His letters from the 1840s tell of wading across the Mohican on foot, on horseback and, once during the spring floods, in a boat with 14 other people who barely survived when the rickety craft capsized.

His letters expressed little concern over the challenge of long, lonely treks across the wilderness landscape, on foot or on horseback, for dozens of miles at a time.  The challenge instead, he said, was “hearing confessions in English.”

We assume that Ohioans spoke the American tongue, but these American settlers in the 1840s came here from Germany, France, Ireland.  They were all Europeans, and spoke like Europeans.  Communicating in a common tongue was only a secondary necessity for them in the harsh life of taming the forests.

Father Lamy spoke the Mass and the Sacraments in Latin, but often enough for the sermon messages he “stood witness to the Majesty of the Lord in silence,” because he spoke no German.

This map from 1839 shows the local area served by Lamy as a circuit-riding Priest.  Highlighted are Danville, his home base; Mansfield, 30 miles through the woods; and the Irish settlement near Shelby.

From the Catholic missionary publication The Telegraph, September 1844.

Tough Times

In pioneer Ohio it was not uncommon to find villages that were openly hostile toward Catholic priests, but Father Lamy carried an air of meek conciliation that won great support and affection from ministers and congregations of Protestant faiths.  Two of the four churches he built in Ohio were raised with the blessings, materials and labor of Methodists and Presbyterians.

This spirit of cooperation and amity in 1840 Ohio is far more astonishing than it may at first seem.

::::

Required action A -
From the passage on Father Lamy, write out the stretch from "Father Lamy spoke" through "publication The Telegraph, September 1844.".
Required action B -
Answer these questions about the passage on Father Lamy:
(i) How many other people were in the boat with him when it capsized?
(ii) Which town was his home base?
(iii) How many of the four churches he built in Ohio were raised with help from Methodists and Presbyterians?
The lines after this passage have nothing to do with what you're asked here.

::::

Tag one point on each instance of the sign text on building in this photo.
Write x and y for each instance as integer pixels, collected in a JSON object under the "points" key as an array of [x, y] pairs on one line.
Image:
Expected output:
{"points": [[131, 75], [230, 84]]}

::::

Written solution A -
Father Lamy spoke the Mass and the Sacraments in Latin, but often enough for the sermon messages he “stood witness to the Majesty of the Lord in silence,” because he spoke no German.

This map from 1839 shows the local area served by Lamy as a circuit-riding Priest.  Highlighted are Danville, his home base; Mansfield, 30 miles through the woods; and the Irish settlement near Shelby.

From the Catholic missionary publication The Telegraph, September 1844.

Written solution B -
(i) 14
(ii) Danville
(iii) Two